— RECORD EXTRACTS —
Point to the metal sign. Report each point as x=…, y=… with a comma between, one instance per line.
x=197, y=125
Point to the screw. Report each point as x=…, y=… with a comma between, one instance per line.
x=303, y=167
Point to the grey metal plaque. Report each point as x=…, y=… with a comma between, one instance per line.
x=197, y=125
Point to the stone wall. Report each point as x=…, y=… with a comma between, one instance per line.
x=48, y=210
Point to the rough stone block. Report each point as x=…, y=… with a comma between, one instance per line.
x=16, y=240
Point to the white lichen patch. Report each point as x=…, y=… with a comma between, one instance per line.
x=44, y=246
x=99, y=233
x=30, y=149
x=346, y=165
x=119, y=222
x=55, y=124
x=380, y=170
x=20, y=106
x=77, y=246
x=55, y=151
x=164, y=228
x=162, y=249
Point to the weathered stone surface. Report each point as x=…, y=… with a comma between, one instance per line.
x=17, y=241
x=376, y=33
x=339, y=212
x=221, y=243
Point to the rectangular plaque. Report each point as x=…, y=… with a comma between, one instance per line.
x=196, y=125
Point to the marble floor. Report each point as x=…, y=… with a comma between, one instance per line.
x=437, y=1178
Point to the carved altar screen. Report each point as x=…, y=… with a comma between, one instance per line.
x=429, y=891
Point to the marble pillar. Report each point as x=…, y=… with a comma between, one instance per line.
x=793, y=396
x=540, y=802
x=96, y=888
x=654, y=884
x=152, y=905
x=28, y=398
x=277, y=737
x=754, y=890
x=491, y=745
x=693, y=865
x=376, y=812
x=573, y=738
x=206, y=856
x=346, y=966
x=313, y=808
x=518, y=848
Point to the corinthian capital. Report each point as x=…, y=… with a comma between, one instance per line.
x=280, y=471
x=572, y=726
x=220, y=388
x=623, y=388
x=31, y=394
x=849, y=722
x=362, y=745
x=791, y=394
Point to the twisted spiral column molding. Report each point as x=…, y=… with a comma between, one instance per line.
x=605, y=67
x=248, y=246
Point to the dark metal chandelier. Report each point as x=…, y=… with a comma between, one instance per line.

— WHAT IS NEEDED —
Give back the complete data exactly as supplied.

— EXERCISE OUTPUT —
Point to the metal sign. Report each point as x=…, y=… with a comma between, one instance per line.
x=197, y=125
Point to the screw. Report each point as x=…, y=… with a comma between, one instance per line.
x=303, y=167
Point to the grey metal plaque. Report each point as x=…, y=… with a comma between, one instance per line.
x=197, y=125
Point to the stone wall. Report each point as x=…, y=… with a comma between, one instance per line.
x=48, y=210
Point to the rough stone block. Report each point as x=…, y=… with a comma between, one instance per line.
x=16, y=240
Point to the white lichen patch. Report each point as x=…, y=… with a comma between, one instance per line.
x=44, y=246
x=99, y=233
x=30, y=149
x=346, y=165
x=119, y=222
x=55, y=124
x=380, y=170
x=20, y=106
x=77, y=246
x=55, y=151
x=164, y=228
x=162, y=249
Point to the weathered stone surface. Report each point as x=…, y=… with a comma between, one instance per line.
x=17, y=241
x=376, y=33
x=339, y=212
x=221, y=243
Point to the rectangular plaque. Report each point as x=…, y=… with a comma between, one instance per line.
x=196, y=125
Point to the marble floor. Report each point as x=…, y=… with a comma between, one instance per line.
x=437, y=1178
Point to the carved altar screen. Report each point as x=…, y=… with a comma between, one instance per line.
x=429, y=891
Point to the marble pillar. Report each point as x=…, y=… with a comma between, one instance per line.
x=793, y=396
x=540, y=802
x=96, y=888
x=654, y=884
x=152, y=905
x=28, y=398
x=277, y=737
x=754, y=890
x=491, y=745
x=693, y=865
x=376, y=812
x=573, y=738
x=206, y=856
x=346, y=966
x=313, y=808
x=518, y=848
Point to the corinthian capital. Report each point as x=…, y=… with a comma between, one instance per line.
x=280, y=471
x=572, y=726
x=220, y=388
x=623, y=388
x=31, y=394
x=849, y=722
x=362, y=745
x=791, y=394
Point to the twisted spiral column molding. Report each point as x=…, y=… with a comma between, one instance per line.
x=605, y=67
x=248, y=246
Point to the dark metal chandelier. Report each point as x=…, y=… with a comma between, one instance per line.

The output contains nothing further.